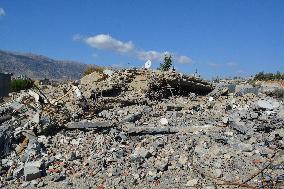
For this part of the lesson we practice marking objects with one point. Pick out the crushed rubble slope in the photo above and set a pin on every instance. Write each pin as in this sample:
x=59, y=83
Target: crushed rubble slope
x=142, y=129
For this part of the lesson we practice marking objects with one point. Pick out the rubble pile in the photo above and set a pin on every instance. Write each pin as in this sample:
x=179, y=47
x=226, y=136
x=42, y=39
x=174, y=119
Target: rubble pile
x=141, y=129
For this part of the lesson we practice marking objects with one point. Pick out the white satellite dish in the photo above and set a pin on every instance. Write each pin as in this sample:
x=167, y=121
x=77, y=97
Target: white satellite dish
x=148, y=64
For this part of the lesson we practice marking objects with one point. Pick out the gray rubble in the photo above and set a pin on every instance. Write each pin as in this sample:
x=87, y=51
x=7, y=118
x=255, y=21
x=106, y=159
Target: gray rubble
x=142, y=129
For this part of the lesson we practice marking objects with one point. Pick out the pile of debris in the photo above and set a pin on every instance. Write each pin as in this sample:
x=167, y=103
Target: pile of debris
x=141, y=129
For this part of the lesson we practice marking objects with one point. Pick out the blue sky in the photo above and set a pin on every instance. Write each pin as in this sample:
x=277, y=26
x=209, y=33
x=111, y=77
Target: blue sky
x=223, y=37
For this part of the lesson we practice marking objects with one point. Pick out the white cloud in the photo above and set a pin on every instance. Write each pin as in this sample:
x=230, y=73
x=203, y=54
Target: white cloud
x=183, y=59
x=94, y=55
x=107, y=42
x=103, y=41
x=214, y=65
x=2, y=12
x=150, y=55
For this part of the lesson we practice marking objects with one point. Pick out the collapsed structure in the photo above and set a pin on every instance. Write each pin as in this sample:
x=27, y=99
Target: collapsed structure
x=138, y=128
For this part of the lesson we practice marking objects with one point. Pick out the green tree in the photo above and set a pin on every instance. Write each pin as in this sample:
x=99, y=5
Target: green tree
x=166, y=65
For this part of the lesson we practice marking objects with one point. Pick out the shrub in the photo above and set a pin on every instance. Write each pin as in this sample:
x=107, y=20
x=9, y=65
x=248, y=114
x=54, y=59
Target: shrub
x=21, y=84
x=279, y=93
x=166, y=65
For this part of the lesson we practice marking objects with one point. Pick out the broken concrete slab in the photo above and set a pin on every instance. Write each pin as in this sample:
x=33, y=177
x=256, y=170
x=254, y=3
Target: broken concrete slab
x=88, y=125
x=32, y=170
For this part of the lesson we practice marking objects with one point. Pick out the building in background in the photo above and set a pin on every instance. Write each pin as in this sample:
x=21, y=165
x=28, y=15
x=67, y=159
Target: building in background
x=5, y=84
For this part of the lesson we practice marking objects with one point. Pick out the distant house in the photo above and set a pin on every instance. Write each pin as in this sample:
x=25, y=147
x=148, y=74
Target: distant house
x=5, y=84
x=45, y=81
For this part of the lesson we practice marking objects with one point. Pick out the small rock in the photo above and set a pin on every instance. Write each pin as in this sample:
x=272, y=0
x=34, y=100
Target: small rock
x=164, y=121
x=192, y=183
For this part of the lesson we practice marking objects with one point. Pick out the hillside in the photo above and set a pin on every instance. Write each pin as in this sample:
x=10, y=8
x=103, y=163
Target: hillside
x=37, y=66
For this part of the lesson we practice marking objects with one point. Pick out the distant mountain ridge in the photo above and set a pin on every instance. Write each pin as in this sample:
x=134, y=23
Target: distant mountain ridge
x=38, y=66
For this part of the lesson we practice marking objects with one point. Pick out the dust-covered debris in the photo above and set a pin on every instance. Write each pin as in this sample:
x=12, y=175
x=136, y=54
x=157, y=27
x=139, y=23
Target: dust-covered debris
x=142, y=129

=-=-=-=-=

-- Written exercise --
Set down every line of the listing above word for word, omitting the pictures.

-- Worked answer --
For this part of the lesson we practice marking objects with one point. Pick out the crushed rubble slope in the photo above and set a pin on every instance. Write each pin as in this sample:
x=59, y=83
Target: crushed rubble slope
x=142, y=129
For this part of the lesson we practice marking objects with one point. Pick out the rubble pile in the photo above and set a pin on every instance. Write each pin as in this sample:
x=179, y=47
x=226, y=136
x=42, y=39
x=174, y=119
Target: rubble pile
x=141, y=129
For this part of the lesson we practice marking objects with one point. Pick out the white satellite dish in the photo above and set a pin on every instance. Write each pin as in this sample:
x=167, y=121
x=77, y=97
Target: white satellite dish
x=148, y=64
For this part of the lesson we practice marking objects with one point. Pick out the gray rubble in the photo above and set a pin on every instance. Write each pin as in this sample:
x=87, y=51
x=7, y=118
x=255, y=21
x=106, y=159
Target: gray rubble
x=142, y=129
For this part of the lesson we practice marking objects with one point. Pick out the pile of debris in the photo above and set a pin on every instance. Write each pin as in this sample:
x=167, y=103
Target: pile of debris
x=141, y=129
For this part of the lesson we practice marking objects with one point. Pick out the blue sky in the photo above and set a pin on every instance. Write each pin as in this sample:
x=277, y=26
x=209, y=33
x=111, y=77
Target: blue sky
x=223, y=37
For this part of the lesson we practice marking objects with one point. Pick out the white cloud in the photo above and set a pin on every instance. Write each pin as in this sample:
x=230, y=73
x=203, y=54
Target: white cloud
x=183, y=59
x=94, y=55
x=107, y=42
x=103, y=41
x=214, y=65
x=2, y=12
x=150, y=55
For this part of the lesson we practice marking objects with one point. Pick out the collapsed structure in the photo above and set a pin on every instance. Write each pin as in this sample:
x=27, y=99
Target: collapsed structure
x=138, y=128
For this part of the lesson we practice marking objects with one point. Pick out the green tree in the photo above and set a pin on every instance. Write each pin as in this sample:
x=99, y=5
Target: green tree
x=166, y=65
For this part of the lesson we practice marking objects with one point. Pick out the shrub in the photo above and set a pin on every instance. Write each pin as in this sample:
x=107, y=20
x=9, y=65
x=248, y=114
x=54, y=59
Target: shrub
x=21, y=84
x=279, y=93
x=166, y=65
For this part of the lesson we practice marking objects with one point. Pick out the broken concrete slab in the photo above and set a pin on every instance. Write each pin as in this sample:
x=33, y=177
x=256, y=170
x=254, y=3
Target: broken concrete slab
x=88, y=125
x=32, y=170
For this part of the lesson we practice marking objects with one point. Pick out the building in background in the photo above and set a pin on every instance. Write each pin as in this sample:
x=21, y=165
x=28, y=15
x=67, y=159
Target: building in background
x=5, y=84
For this part of the lesson we practice marking objects with one point. Pick out the distant house in the photo above and set a pin on every instance. Write each pin as in this sample:
x=25, y=147
x=148, y=74
Target: distant house
x=5, y=84
x=45, y=81
For this part of the lesson we practice marking objects with one point. Pick out the small rock in the photo above and set a pin on every instance. Write each pin as in this sample:
x=272, y=0
x=34, y=100
Target: small rock
x=164, y=121
x=192, y=183
For this part of the lesson we practice marking objects with one point. Pick out the hillside in the photo above and set a pin on every instance. Write each pin as in this sample:
x=10, y=8
x=103, y=163
Target: hillside
x=37, y=66
For this part of the lesson we practice marking objects with one point. Pick out the distant mountain ridge in the photo above and set a pin on every instance. Write each pin as in this sample:
x=134, y=23
Target: distant mountain ridge
x=38, y=66
For this part of the lesson we practice marking objects with one point. Pick out the dust-covered debris in the photo above and set a pin on every instance. Write each pin as in this sample:
x=12, y=175
x=136, y=54
x=157, y=27
x=139, y=23
Target: dust-covered debris
x=142, y=129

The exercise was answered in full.